(Entries taken from a collection)
.....
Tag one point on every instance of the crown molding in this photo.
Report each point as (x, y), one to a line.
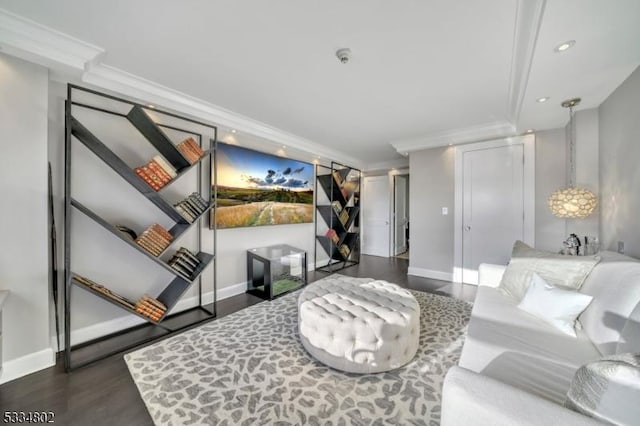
(117, 80)
(70, 59)
(456, 136)
(398, 163)
(529, 15)
(34, 42)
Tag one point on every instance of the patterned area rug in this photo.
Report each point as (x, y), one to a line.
(249, 368)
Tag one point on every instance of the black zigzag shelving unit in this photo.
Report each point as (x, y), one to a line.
(337, 217)
(155, 134)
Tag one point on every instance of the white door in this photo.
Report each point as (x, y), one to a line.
(493, 207)
(376, 202)
(400, 214)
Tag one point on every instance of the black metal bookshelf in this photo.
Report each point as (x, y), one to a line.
(172, 293)
(338, 191)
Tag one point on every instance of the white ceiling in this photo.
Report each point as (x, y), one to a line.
(423, 73)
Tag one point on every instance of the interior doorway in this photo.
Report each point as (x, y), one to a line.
(376, 206)
(401, 216)
(494, 202)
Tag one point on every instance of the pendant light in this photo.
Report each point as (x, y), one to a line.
(572, 202)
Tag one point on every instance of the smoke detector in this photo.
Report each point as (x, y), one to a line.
(344, 55)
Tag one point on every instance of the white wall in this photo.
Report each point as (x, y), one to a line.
(24, 263)
(586, 162)
(550, 176)
(431, 233)
(433, 185)
(619, 169)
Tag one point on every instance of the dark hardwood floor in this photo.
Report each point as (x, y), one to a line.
(104, 393)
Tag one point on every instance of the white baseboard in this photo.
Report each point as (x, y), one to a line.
(232, 290)
(430, 273)
(27, 364)
(95, 331)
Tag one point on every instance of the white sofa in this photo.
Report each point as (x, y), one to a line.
(516, 369)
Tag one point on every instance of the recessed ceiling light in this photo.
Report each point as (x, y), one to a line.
(564, 46)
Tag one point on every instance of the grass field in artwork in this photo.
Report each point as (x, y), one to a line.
(256, 207)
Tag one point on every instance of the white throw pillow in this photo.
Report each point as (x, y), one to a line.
(562, 271)
(558, 307)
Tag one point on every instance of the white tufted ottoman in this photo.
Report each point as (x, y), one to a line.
(359, 325)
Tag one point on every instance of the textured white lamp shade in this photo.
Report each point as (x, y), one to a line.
(574, 203)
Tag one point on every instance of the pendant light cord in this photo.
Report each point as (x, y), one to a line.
(572, 150)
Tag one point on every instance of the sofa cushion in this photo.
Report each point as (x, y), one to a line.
(615, 287)
(608, 389)
(568, 272)
(560, 308)
(514, 347)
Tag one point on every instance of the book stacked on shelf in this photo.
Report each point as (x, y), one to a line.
(344, 216)
(191, 207)
(150, 307)
(333, 235)
(337, 177)
(155, 239)
(337, 207)
(103, 290)
(185, 263)
(157, 172)
(190, 150)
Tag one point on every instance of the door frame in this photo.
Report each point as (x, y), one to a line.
(529, 192)
(363, 216)
(394, 214)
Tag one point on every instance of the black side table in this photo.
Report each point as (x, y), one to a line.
(276, 270)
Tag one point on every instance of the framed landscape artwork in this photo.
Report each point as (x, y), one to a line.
(255, 189)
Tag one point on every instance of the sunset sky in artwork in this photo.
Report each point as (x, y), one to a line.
(239, 167)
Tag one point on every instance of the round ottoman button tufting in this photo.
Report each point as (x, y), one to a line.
(358, 325)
.....
EXERCISE GOAL:
Print the lines of the entries, exactly, from the one containing "Tag one point on every instance of the sunset" down to the final line, and leave out all the others.

RESPONSE TO THIS EXERCISE:
Tag one point on every instance of the sunset sky in artwork in this photo.
Report each point as (x, y), one to a line.
(239, 167)
Tag one point on every instance of the round ottoman button tufting in this photo.
Report each point as (x, y), one to a line.
(358, 325)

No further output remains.